Exercise aim :: Retype the entries below exactly, but begin at the line containing "Task: locate the woman's" and end at the last line.

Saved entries
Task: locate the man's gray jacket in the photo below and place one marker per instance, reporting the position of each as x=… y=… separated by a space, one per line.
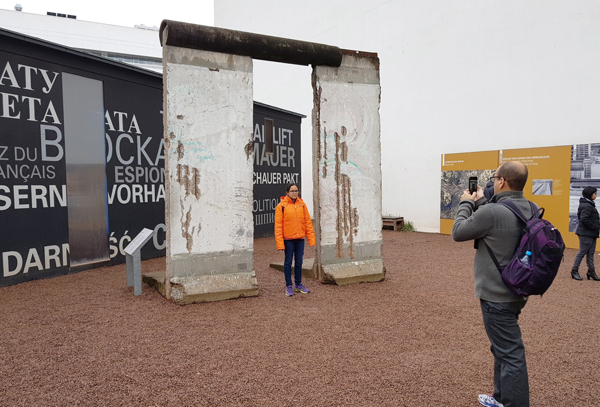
x=501 y=230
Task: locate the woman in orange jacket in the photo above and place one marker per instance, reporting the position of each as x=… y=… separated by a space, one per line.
x=292 y=225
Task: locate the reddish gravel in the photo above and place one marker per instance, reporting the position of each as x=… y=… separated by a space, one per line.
x=415 y=339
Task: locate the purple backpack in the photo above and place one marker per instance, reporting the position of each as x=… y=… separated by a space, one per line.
x=546 y=246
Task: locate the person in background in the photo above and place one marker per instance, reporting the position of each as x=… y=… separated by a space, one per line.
x=292 y=225
x=587 y=231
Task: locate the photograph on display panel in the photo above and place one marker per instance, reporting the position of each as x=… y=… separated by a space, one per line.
x=585 y=172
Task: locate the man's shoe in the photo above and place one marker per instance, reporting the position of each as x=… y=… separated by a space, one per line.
x=301 y=289
x=489 y=401
x=592 y=274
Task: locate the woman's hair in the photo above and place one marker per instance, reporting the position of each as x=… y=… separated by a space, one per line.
x=287 y=189
x=588 y=192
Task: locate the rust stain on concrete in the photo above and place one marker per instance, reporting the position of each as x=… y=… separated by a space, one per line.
x=347 y=216
x=324 y=152
x=189 y=179
x=186 y=233
x=339 y=242
x=180 y=150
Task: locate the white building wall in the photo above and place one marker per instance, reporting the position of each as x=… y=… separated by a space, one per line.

Answer to the problem ::
Task: locate the woman's hair in the photo above and place one marker per instance, reporting the position of each as x=… y=… separated by a space, one per line.
x=287 y=189
x=588 y=192
Task: locate the rust stain on concrete in the photo above and place one marker per instance, reporting the position of each as x=… y=… separated by a space, one per line.
x=347 y=216
x=324 y=152
x=189 y=179
x=186 y=233
x=339 y=242
x=180 y=150
Task: locate the white building wall in the photo above and place one marker per instance, reporting the position of each as x=… y=… separated by a space, one per line.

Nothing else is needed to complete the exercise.